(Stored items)
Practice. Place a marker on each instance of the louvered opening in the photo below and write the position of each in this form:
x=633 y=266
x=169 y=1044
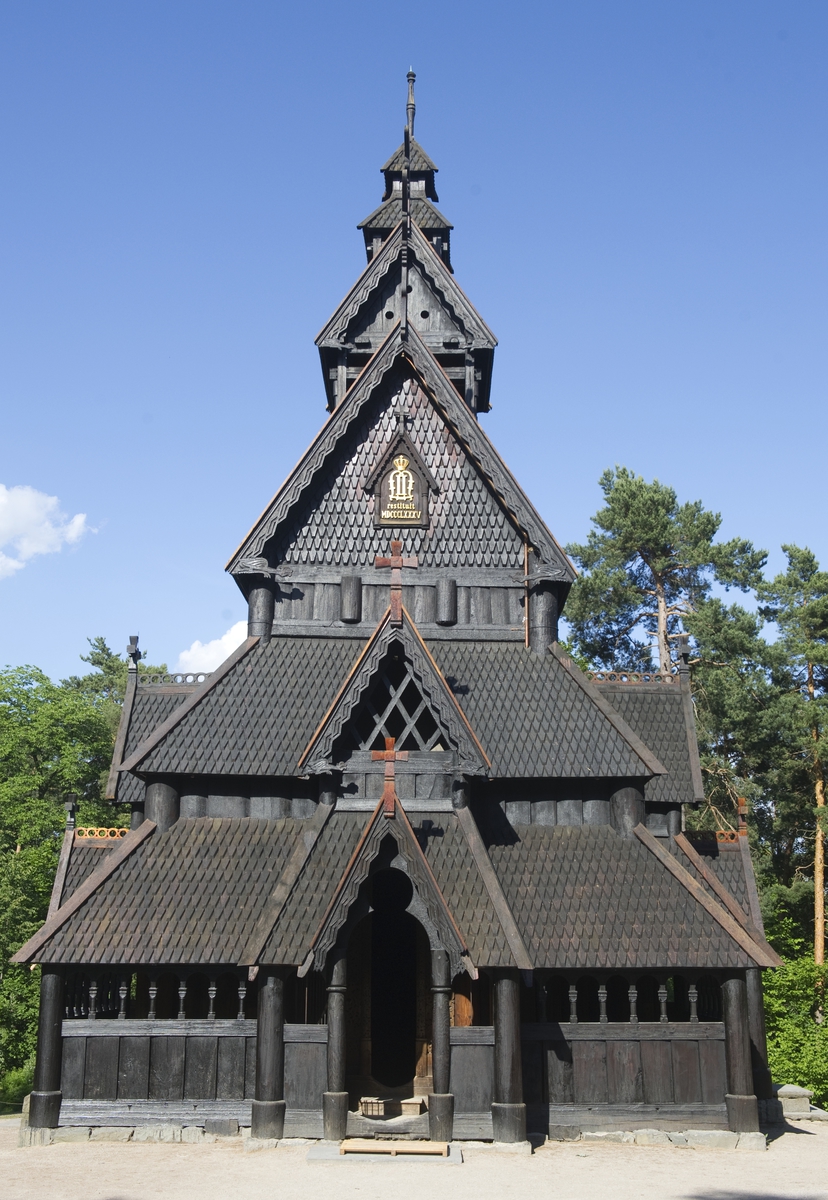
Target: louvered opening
x=393 y=708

• _Directions_
All entries need repeating exactly, but without the pictures.

• _Task answer_
Practice. Place a marker on each instance of the louvered opening in the photo below and write the position of each in this form:
x=633 y=266
x=169 y=1044
Target: louvered opening
x=393 y=708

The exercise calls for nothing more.